## WHAT TO PRODUCE
Format the lines below, starting with the one that contains "Where can you see the steering" and ending with the last line, as a JSON list of strings, one string per line, with blank lines left out. Include only those lines.

## DATA
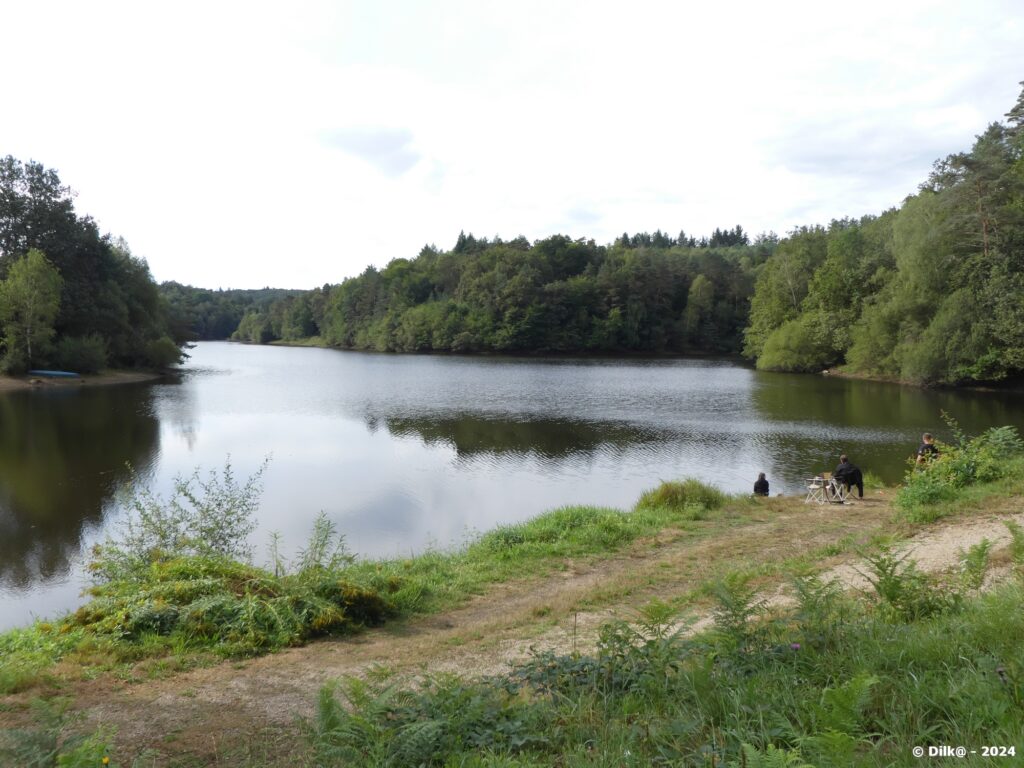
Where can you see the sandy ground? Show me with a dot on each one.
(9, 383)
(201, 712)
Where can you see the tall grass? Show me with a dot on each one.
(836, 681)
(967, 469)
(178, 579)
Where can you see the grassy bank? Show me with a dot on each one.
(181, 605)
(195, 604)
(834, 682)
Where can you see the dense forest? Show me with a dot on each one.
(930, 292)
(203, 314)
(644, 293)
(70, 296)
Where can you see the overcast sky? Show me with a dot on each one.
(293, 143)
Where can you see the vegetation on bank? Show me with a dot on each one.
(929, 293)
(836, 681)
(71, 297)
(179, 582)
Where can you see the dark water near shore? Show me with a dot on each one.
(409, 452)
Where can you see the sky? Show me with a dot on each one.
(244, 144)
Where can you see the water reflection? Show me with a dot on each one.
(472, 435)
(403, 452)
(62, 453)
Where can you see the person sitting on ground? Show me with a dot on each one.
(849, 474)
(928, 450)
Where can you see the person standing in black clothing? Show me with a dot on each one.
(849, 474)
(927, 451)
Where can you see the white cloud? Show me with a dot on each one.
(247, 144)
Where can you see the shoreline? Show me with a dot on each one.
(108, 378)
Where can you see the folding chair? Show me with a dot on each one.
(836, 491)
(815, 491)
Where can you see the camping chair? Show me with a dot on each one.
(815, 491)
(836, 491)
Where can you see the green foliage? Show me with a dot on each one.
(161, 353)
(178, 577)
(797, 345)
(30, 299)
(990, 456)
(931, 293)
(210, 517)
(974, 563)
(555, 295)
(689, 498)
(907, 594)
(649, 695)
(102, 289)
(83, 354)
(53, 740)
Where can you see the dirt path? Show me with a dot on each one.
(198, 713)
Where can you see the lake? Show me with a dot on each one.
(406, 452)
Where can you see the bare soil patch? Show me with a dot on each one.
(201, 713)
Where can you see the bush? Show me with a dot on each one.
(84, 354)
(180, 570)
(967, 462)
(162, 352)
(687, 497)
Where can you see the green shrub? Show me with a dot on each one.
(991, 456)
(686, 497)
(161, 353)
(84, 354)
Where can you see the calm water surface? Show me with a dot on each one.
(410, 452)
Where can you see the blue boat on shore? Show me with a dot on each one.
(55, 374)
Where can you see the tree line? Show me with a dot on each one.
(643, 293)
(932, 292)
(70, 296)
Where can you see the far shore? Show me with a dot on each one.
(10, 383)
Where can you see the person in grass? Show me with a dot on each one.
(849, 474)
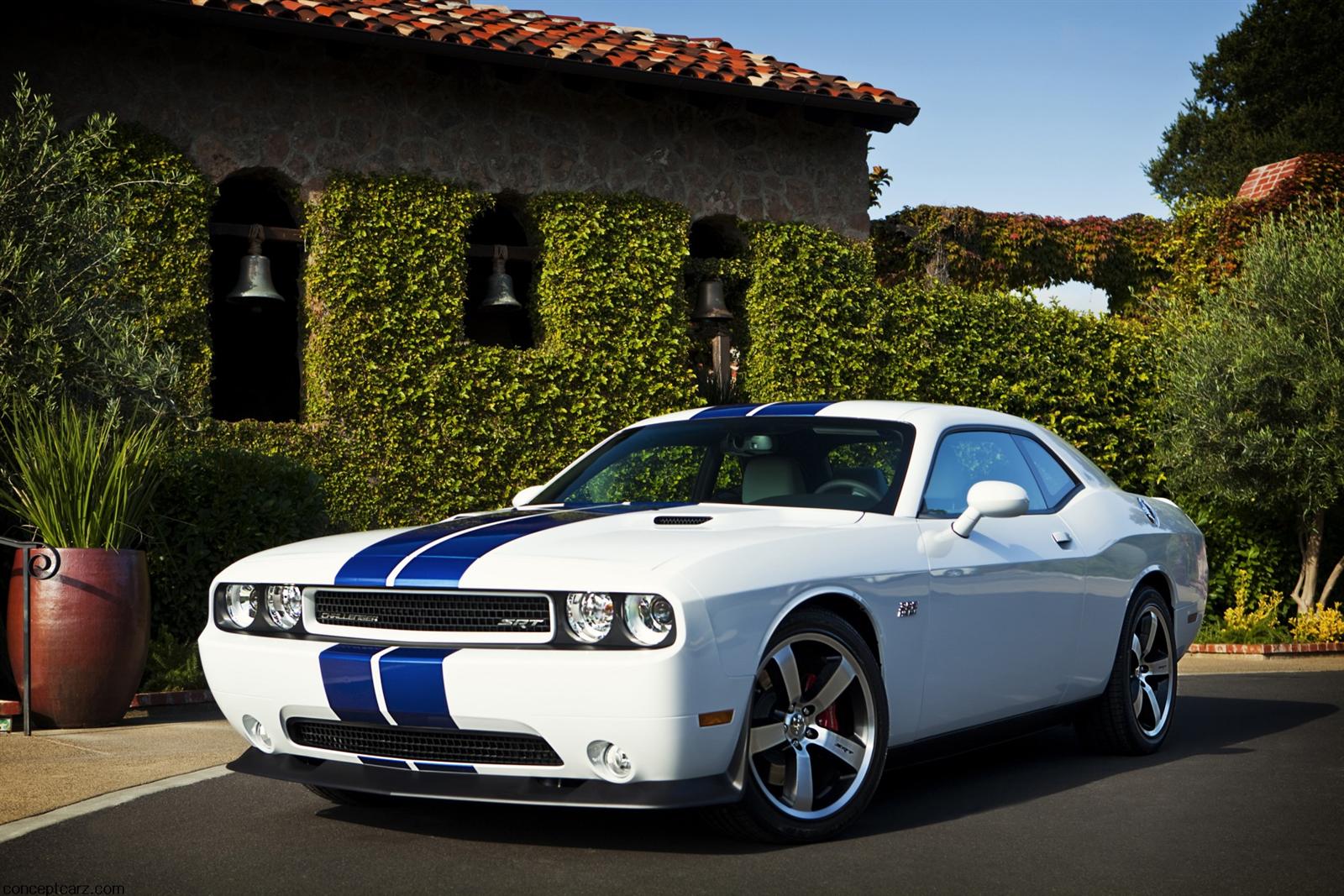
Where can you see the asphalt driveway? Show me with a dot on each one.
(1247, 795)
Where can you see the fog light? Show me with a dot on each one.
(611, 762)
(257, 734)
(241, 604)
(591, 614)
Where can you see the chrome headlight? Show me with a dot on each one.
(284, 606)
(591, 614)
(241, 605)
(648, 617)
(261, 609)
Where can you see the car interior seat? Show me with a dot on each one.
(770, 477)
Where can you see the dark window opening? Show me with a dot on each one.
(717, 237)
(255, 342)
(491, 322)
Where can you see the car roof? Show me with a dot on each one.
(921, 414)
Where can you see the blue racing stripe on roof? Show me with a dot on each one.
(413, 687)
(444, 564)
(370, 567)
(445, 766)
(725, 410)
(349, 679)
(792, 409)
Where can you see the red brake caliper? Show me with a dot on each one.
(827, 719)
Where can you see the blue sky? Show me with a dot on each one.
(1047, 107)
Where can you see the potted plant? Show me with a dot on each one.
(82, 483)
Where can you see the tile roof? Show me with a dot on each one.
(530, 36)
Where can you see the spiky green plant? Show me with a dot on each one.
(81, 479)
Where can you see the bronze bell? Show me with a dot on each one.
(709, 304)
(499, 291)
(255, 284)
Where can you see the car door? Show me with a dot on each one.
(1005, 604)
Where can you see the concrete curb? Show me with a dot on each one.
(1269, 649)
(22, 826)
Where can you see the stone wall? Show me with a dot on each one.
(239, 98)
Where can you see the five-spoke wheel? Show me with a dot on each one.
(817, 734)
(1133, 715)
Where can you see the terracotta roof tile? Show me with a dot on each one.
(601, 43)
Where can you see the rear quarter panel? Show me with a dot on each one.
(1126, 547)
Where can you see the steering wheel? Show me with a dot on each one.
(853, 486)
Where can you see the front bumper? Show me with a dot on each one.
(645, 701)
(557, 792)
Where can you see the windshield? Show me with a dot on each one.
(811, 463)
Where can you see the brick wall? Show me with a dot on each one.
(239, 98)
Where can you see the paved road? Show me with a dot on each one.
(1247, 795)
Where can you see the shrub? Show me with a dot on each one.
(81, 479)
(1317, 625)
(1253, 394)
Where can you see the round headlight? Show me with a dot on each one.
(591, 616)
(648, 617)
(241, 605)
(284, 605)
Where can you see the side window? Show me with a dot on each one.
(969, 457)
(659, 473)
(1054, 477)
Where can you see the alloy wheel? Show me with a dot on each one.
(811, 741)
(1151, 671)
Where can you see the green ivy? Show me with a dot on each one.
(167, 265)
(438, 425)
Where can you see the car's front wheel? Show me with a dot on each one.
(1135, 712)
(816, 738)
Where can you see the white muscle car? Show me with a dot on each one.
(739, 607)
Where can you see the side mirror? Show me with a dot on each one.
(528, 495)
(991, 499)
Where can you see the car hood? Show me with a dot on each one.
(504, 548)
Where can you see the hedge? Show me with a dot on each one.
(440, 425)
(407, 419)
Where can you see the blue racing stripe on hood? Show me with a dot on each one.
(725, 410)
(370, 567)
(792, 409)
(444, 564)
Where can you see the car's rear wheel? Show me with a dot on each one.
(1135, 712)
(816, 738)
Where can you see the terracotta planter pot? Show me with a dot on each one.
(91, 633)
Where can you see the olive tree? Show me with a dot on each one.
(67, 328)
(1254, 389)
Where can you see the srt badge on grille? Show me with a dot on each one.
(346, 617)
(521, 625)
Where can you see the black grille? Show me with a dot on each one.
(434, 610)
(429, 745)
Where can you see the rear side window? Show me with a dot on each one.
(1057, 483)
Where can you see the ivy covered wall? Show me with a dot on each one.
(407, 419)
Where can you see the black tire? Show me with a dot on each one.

## WRITTEN RESPONSE
[
  "Where can you see the steering wheel? Show me with a dot on each one.",
  "(853, 486)",
  "Where can you see the front bumper? Show me with a dot on each one.",
  "(645, 701)",
  "(557, 792)",
  "Where can you see the windshield? Show me with a dot on each one.",
  "(811, 463)",
  "Where can you see the brick wall? Show me with a dot on each one.",
  "(239, 98)",
  "Where can you see the paved road? Show me with a dot on each one.",
  "(1247, 795)",
  "Where can you see the shrub? Show me with a dot on each one.",
  "(81, 479)",
  "(1317, 625)",
  "(1253, 394)",
  "Where can you see the round headlight? Show me with a dot on each one.",
  "(591, 616)",
  "(648, 617)",
  "(241, 605)",
  "(284, 605)",
  "Where can you see the side window? Show me with a dot on each one.",
  "(969, 457)",
  "(659, 473)",
  "(1054, 477)",
  "Where can you see the alloy wheel? Show me with a dot on each one.",
  "(811, 741)",
  "(1151, 671)",
  "Where can you see the green ivy? Show me with a dot on each one.",
  "(167, 265)",
  "(438, 425)",
  "Where can you see the car's front wheel? Show me with a dot on each one.",
  "(1135, 712)",
  "(816, 738)",
  "Where can you see the white muscle car? Show me with a dot on each one.",
  "(739, 607)",
  "Where can you see the side mirror? Show me with a dot on each one.",
  "(528, 495)",
  "(991, 499)",
  "Where can you see the car hood? Show me with a dot on each one.",
  "(504, 548)",
  "Where can you see the hedge? Show me with a dot on each one.",
  "(440, 425)",
  "(407, 419)",
  "Where can you see the blue racing stripe on hood? Show me with a dot on each one.",
  "(725, 410)",
  "(370, 567)",
  "(792, 409)",
  "(444, 564)",
  "Where can you see the car's rear wheel? Show me with a dot on each one.",
  "(1135, 712)",
  "(816, 738)",
  "Where can you see the terracotta planter pot? Show me with a dot on each one.",
  "(91, 633)",
  "Where can you see the olive tree? Show me with a dot on each one.",
  "(67, 328)",
  "(1254, 389)",
  "Where can you see the srt badge on grille? Show me with a dot on each one.",
  "(346, 617)",
  "(521, 625)",
  "Where can you see the black grille? Show me with a dot on each one.",
  "(434, 610)",
  "(429, 745)",
  "Where can you see the rear side window? Show me with a dot on each one.",
  "(1057, 483)",
  "Where can you see the ivy covered wall? Show me with a dot on each one.",
  "(407, 419)",
  "Where can you see the black tire? Show me with a dot on each one."
]